▶ **What you are asked to do**:
Copy the items starting at the line containing "Please trace the outline of every instance of the shadow" and ending at the last line of the items, changing "Kindly enter" to "Please enter" and leaving everything else unchanged.

▶ **Entries**:
## BEGIN

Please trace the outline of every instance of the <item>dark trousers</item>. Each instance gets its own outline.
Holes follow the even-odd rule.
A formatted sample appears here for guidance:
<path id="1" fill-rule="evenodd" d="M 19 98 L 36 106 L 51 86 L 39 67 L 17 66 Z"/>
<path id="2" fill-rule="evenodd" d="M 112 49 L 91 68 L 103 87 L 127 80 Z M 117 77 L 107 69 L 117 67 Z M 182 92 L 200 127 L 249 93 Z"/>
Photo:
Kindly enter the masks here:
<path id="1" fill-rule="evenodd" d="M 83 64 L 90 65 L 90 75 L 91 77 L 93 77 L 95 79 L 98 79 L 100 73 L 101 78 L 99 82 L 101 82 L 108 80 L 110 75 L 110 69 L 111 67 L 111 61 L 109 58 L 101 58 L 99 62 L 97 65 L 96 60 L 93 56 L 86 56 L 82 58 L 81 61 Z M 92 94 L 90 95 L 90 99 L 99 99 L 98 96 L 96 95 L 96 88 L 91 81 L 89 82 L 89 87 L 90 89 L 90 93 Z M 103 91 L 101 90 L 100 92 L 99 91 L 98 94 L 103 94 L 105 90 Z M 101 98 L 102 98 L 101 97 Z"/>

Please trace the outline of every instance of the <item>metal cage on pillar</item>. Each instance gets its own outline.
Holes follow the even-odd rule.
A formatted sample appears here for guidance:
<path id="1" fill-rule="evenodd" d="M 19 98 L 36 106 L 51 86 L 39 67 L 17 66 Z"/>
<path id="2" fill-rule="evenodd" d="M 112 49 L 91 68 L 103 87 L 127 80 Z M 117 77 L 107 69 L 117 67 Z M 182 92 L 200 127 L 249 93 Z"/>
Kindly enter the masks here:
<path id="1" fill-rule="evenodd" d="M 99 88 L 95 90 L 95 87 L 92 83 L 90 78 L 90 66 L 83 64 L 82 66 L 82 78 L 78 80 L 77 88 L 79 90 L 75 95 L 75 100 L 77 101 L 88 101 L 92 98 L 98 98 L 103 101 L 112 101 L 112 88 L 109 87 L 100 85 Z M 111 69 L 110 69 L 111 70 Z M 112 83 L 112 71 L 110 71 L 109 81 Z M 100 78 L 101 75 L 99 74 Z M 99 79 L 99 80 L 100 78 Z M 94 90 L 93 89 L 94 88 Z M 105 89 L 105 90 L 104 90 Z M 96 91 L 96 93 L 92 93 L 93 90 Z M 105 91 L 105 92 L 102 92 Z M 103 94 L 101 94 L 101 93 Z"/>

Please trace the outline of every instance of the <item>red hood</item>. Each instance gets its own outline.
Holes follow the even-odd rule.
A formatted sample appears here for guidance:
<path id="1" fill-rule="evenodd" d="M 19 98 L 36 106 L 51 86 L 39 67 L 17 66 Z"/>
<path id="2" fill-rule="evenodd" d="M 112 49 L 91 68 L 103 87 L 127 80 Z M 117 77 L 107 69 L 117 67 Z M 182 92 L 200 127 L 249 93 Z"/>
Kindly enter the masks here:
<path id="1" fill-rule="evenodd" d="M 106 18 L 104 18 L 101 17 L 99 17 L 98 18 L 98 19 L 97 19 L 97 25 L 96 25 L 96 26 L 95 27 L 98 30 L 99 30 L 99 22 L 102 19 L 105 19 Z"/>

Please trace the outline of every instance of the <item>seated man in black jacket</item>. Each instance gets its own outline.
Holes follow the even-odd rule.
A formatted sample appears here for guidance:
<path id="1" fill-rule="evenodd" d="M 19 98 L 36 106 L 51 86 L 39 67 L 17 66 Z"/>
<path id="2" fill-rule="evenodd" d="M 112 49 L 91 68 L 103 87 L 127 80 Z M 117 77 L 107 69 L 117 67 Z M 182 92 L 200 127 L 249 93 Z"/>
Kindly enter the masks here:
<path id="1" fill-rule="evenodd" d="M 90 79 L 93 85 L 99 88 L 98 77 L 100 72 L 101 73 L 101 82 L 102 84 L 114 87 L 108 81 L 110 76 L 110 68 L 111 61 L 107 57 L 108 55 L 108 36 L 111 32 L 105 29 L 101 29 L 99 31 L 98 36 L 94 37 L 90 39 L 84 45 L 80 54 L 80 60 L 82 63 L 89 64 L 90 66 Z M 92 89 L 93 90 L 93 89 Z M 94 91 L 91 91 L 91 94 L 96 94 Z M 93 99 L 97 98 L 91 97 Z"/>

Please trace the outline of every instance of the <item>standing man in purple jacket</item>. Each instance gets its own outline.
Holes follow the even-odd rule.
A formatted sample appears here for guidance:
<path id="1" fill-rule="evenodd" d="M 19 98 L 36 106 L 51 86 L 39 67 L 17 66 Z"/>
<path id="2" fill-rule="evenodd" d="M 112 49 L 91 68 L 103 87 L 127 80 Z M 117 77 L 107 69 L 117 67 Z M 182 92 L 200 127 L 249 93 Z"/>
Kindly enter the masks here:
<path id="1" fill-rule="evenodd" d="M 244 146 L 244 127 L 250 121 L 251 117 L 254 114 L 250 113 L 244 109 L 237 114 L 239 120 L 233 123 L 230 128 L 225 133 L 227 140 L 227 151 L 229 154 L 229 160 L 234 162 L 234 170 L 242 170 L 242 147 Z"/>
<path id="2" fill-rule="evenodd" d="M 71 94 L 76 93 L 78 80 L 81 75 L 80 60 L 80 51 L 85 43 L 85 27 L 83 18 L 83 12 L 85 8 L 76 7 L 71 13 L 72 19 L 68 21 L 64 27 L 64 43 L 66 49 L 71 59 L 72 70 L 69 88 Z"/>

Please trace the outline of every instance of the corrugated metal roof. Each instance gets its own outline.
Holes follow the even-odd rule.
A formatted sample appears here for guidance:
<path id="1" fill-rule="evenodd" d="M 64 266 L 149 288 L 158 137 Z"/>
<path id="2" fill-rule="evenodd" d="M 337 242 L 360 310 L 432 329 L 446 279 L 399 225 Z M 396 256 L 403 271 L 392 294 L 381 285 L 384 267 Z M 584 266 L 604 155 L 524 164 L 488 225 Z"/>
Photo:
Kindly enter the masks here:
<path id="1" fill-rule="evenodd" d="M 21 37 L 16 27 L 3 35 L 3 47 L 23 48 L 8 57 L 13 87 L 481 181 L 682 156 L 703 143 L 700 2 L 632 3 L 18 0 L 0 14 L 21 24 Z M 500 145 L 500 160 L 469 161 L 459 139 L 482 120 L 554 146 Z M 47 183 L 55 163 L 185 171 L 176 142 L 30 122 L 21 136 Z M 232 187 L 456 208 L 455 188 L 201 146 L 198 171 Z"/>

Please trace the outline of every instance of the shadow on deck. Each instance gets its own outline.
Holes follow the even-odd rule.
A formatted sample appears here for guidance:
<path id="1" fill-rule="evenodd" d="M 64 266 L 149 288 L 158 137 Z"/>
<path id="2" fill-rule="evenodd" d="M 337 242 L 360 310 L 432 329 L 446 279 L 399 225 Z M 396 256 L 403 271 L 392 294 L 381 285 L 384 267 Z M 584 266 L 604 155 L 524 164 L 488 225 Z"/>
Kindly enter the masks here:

## END

▶ **The response**:
Please trace the outline of every instance of the shadow on deck. Each instance gets its own outline.
Holes follow the even-odd rule.
A formatted sample appears here for guidance:
<path id="1" fill-rule="evenodd" d="M 64 266 L 149 288 L 158 137 Z"/>
<path id="2" fill-rule="evenodd" d="M 337 242 L 360 310 L 432 329 L 446 279 L 399 225 Z M 396 256 L 403 271 L 392 294 L 381 285 L 384 267 Z M 584 266 L 604 155 L 524 164 L 488 225 Z"/>
Please enter the masks here:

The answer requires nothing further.